Start of Entries provided
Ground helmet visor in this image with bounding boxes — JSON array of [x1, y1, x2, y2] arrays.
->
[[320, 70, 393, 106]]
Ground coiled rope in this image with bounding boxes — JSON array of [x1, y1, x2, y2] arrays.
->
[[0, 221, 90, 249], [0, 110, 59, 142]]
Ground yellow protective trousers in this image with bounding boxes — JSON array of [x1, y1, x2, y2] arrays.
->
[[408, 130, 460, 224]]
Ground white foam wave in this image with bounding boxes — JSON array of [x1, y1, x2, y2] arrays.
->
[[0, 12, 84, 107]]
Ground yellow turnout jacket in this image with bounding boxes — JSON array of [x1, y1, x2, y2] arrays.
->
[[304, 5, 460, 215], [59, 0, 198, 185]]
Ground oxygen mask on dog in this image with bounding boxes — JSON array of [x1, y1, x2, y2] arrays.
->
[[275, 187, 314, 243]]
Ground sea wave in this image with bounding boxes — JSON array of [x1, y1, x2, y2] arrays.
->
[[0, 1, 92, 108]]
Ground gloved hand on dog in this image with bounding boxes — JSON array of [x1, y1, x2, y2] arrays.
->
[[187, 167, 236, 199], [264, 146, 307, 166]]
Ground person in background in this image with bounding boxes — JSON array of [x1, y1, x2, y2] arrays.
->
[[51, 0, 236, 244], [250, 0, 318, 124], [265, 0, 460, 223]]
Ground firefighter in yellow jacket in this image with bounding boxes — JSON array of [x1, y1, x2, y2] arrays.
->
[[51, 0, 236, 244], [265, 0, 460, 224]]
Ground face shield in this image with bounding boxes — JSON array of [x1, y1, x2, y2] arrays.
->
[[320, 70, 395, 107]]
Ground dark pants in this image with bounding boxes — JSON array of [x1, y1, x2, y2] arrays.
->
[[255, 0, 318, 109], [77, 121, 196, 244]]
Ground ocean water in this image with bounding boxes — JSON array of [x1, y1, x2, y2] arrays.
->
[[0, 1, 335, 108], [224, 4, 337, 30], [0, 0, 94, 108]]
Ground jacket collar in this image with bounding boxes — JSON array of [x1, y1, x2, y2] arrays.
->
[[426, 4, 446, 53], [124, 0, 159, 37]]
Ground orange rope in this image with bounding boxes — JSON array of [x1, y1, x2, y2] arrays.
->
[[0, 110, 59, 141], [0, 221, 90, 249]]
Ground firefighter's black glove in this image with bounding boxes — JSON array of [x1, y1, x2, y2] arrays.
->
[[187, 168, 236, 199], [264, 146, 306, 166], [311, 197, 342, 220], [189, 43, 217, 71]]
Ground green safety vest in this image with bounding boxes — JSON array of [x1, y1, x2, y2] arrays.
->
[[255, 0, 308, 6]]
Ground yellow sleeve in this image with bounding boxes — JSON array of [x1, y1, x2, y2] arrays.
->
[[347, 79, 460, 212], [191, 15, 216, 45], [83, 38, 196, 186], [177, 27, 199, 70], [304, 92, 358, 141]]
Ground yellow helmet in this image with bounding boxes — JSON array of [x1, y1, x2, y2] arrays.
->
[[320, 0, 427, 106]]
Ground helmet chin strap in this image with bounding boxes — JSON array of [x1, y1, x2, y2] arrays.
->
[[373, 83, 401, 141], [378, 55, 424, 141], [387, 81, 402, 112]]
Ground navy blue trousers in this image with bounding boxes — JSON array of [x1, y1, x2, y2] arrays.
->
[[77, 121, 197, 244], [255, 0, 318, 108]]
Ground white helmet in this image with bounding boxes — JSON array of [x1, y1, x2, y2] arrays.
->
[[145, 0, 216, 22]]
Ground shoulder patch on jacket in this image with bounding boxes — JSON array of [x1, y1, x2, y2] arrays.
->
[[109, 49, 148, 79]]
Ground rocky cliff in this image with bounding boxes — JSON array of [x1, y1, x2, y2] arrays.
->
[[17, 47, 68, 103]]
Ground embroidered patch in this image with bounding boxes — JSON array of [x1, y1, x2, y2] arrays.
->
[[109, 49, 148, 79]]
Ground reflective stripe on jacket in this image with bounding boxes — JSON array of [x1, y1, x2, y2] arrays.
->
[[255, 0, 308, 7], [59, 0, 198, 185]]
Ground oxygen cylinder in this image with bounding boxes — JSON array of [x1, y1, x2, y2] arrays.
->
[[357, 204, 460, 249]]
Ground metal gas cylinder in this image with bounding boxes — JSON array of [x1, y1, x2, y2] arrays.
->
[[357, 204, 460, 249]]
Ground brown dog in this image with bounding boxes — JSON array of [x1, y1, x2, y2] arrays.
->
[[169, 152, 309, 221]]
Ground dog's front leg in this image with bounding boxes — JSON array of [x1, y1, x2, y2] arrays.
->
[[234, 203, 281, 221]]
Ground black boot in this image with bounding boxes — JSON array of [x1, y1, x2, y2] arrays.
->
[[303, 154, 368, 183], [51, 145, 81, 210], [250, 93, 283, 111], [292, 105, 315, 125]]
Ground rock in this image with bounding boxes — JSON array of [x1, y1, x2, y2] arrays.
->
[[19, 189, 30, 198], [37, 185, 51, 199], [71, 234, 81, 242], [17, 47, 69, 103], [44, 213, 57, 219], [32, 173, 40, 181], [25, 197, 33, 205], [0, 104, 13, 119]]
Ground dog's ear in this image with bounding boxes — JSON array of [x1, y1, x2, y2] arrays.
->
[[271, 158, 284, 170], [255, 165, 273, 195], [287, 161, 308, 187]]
End of Entries provided
[Task description]
Going through the listing above, copy out every line that has the string "oxygen".

[Written answer]
Ground oxygen mask on dog in this image with bounding boxes — JSON array of [x1, y1, x2, y2] arrays.
Ground oxygen cylinder in this image with bounding boxes — JSON array of [x1, y1, x2, y2] arrays.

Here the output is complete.